**Written problem**
Give only the number of lines in the records below that contain the string "Then", treating uppercase and lowercase as different.

## begin Entries shown

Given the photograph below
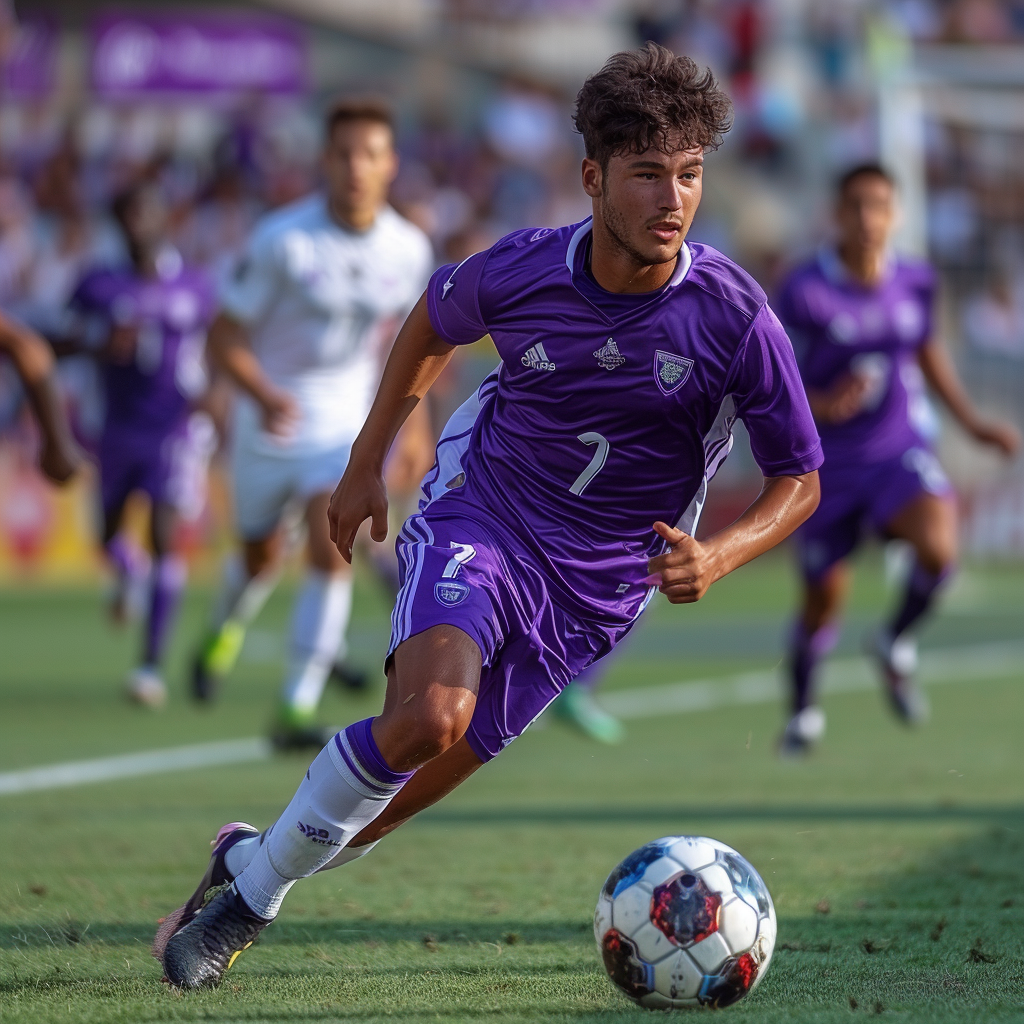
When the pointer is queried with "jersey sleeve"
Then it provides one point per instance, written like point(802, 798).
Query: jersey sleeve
point(249, 291)
point(454, 301)
point(771, 401)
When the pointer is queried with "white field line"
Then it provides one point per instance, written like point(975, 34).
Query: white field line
point(951, 665)
point(132, 765)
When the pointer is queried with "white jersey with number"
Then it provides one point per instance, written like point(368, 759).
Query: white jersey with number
point(322, 304)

## end Entries shown

**The result**
3